BAGIAN TEKS:
##########
Masa 1000 tahun ini dipersamakan
dengan satu hari (QS.32:6),
firman-Nya:
یُدَبِّرُ
الۡاَمۡرَ مِنَ السَّمَآءِ اِلَی
الۡاَرۡضِ ثُمَّ یَعۡرُجُ اِلَیۡہِ فِیۡ یَوۡمٍ کَانَ مِقۡدَارُہٗۤ اَلۡفَ
سَنَۃٍ مِّمَّا تَعُدُّوۡنَ ﴿﴾ ذٰلِکَ عٰلِمُ الۡغَیۡبِ وَ
الشَّہَادَۃِ الۡعَزِیۡزُ الرَّحِیۡمُ ۙ﴿﴾
Dia
mengatur perintah dari langit sampai bumi, kemudian perintah itu
akan naik kepada-Nya dalam satu hari, yang hitungan lamanya seribu tahun dari apa yang kamu hitung. Demikian itulah Tuhan
Yang mengetahui yang gaib dan yang nyata, Maha Perkasa,
Maha Penyayang, (As-Sajdah
[32]:6-7).
Dalam masa kemunduran umat Islam tersebut satu kaum
yang bermata biru -- yakni Ya’juj (Gog) dan Ma’juj (Magog) yang beragama Kristen
-- akan bangkit dan menyebar luas ke
seluruh dunia (QS.20:103-104).
##########
CUPLIKAN CATATAN:

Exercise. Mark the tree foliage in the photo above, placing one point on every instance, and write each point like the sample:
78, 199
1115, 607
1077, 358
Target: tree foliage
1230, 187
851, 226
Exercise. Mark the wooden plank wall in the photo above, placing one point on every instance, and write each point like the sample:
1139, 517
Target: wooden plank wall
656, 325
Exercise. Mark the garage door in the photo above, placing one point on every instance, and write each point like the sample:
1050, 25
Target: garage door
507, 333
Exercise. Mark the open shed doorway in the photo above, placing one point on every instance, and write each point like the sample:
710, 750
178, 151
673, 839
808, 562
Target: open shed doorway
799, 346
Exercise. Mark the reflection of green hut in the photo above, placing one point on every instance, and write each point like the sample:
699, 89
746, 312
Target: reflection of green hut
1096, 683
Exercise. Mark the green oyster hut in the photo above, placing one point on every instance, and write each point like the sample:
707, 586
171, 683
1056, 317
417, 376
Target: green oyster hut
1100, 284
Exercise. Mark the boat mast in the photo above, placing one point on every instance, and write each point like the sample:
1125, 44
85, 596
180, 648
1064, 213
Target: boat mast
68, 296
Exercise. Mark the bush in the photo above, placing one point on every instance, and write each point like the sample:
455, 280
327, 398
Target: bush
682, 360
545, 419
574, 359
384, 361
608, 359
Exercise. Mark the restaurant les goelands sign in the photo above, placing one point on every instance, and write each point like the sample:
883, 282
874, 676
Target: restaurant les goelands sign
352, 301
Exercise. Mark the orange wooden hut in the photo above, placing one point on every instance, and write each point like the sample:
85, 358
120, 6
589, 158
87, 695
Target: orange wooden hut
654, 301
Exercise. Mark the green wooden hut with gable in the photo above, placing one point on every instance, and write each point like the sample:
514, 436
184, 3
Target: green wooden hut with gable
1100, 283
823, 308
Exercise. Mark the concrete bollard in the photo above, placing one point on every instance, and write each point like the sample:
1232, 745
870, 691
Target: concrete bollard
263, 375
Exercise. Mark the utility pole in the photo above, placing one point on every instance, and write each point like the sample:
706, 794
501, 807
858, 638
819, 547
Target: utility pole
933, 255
##########
YANG DIMINTA:
(1) Salin sebagian bagian teks tanpa mengubah apa pun. Mulailah dari kata-kata yang memuat "Dalam masa kemunduran" dan berhentilah setelah "seluruh dunia (QS.20:103-104).".
(2) Terjemahkan ke dalam bahasa Inggris kalimat berikut dari bagian teks: "Dalam masa kemunduran umat Islam tersebut satu kaum yang bermata biru -- yakni Ya’juj (Gog) dan Ma’juj (Magog) yang beragama Kristen -- akan bangkit dan menyebar luas ke seluruh dunia (QS.20:103-104)."
(3) Teruskan bagian teks tentang masa seribu tahun dan bangkitnya Ya’juj dan Ma’juj, mulai tepat setelah kalimat terakhirnya.

HASIL BERURUTAN:
(1)
Dalam masa kemunduran umat Islam tersebut satu kaum
yang bermata biru -- yakni Ya’juj (Gog) dan Ma’juj (Magog) yang beragama Kristen
-- akan bangkit dan menyebar luas ke
seluruh dunia (QS.20:103-104).

(2) In that period of decline of the Muslim community, a blue-eyed people -- namely Ya’juj (Gog) and Ma’juj (Magog), who are of the Christian faith -- will rise and spread widely across the whole world (QS.20:103-104).

(3)
Orang-orang bermata biru itulah yang
karena sombong dan takaburnya -- yang
diakibatkan oleh karena memperoleh kemuliaan
duniawi dan kekuasaan politik
(QS.7:170; QS.18:1-9) -- mtelah digambarkan memberi tantangan kepada Nabi Besar Muhammad saw. untuk mempercepat azab Ilahi yang dikatakan oleh beliau saw. akan menimpa mereka pada waktu yang ditentukan dan
dijanjikan itu. Perang Dunia I dan Perang
Dunia II adalah merupakan sebagian penggenapan azab Ilahi tersebut dan meletusnya Perang Dunia III atau Perang
Nuklir hanya tinggal menunggu waktu saja, yang akan terjadi secara tiba-tiba.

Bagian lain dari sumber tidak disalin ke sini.